What you will do –
Each entry must appear in the answer exactly as written.

Source records –
*** Block opens ***

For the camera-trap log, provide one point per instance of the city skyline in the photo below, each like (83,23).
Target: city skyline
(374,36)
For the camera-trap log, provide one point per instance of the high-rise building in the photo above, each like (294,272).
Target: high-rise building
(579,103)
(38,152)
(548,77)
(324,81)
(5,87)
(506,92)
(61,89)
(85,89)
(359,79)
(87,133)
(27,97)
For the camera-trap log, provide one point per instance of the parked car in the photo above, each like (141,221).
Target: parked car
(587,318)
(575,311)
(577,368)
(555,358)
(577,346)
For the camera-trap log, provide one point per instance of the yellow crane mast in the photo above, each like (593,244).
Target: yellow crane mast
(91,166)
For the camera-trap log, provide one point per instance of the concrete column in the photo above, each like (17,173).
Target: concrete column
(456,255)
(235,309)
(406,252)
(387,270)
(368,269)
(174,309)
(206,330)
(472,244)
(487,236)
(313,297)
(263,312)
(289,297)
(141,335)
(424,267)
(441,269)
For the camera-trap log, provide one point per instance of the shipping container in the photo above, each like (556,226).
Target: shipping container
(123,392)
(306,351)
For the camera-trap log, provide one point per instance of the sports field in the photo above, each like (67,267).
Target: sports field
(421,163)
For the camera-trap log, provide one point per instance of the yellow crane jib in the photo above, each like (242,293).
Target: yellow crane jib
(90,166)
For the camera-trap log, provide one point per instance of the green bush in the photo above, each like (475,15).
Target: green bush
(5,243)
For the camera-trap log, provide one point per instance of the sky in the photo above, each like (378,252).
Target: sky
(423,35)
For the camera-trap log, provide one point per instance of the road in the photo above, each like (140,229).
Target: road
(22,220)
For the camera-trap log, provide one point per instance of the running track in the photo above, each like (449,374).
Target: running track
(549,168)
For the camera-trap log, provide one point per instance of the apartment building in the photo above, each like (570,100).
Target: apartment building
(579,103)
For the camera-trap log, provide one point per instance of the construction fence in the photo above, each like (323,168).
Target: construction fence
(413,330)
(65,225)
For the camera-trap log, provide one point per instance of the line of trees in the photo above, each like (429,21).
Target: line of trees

*** Block closes ***

Your solution –
For the camera-trap log, provide one point per instance of the city skyline in the photo below, each like (83,23).
Target: city skyline
(374,36)
For the camera-trap log, provide one point per instance of the high-rise building in the photo above, each like (294,272).
Target: high-rise building
(579,103)
(38,152)
(548,77)
(324,81)
(5,87)
(506,92)
(61,89)
(85,89)
(359,79)
(87,133)
(27,97)
For the camera-trap log, provide one point per instance of the parked car in the photo above, each like (141,221).
Target: parked car
(587,318)
(575,311)
(577,368)
(555,358)
(577,346)
For the camera-trap log, provide one point per instance of the yellow crane mast in the photo above, each like (593,244).
Target: yellow crane mast
(91,166)
For the camera-trap log, provide one point per instance of the concrete column in the photo above, each like (17,173).
Target: concrete column
(456,255)
(235,309)
(406,252)
(387,270)
(368,269)
(174,309)
(206,330)
(472,244)
(487,236)
(313,297)
(263,312)
(289,297)
(141,335)
(424,267)
(441,269)
For the camera-trap log, provide one point per instance of the shipping container in the photo above, each like (556,226).
Target: shipping container
(123,392)
(306,351)
For the camera-trap log, provide one point per instance of the sports field in the photo above, each like (67,267).
Target: sports field
(421,163)
For the camera-trap log, provide one point per instance of the yellow crane jib in the photo above, each like (242,293).
Target: yellow crane jib
(90,166)
For the camera-trap log, provide one point per instance of the green bush in the photo above, each like (475,15).
Target: green bush
(5,243)
For the camera-trap log, provide one point per instance of the sky in the photo above, each like (378,252).
Target: sky
(423,35)
For the camera-trap log, provide one point per instance of the road in the photo above, each like (140,229).
Target: road
(22,220)
For the camera-trap log, provide one point per instance of the running track in the photo above, each like (449,374).
Target: running track
(549,168)
For the camera-trap log, provide one point per instance of the apartment building in the photo above, each like (570,100).
Target: apartment building
(579,103)
For the camera-trap log, provide one point per instance of the construction fence in the photo above, each like (323,168).
Target: construction fence
(413,330)
(65,225)
For the camera-trap log, provide one point per instance of the line of trees in the photo above, each like (429,21).
Target: line of trees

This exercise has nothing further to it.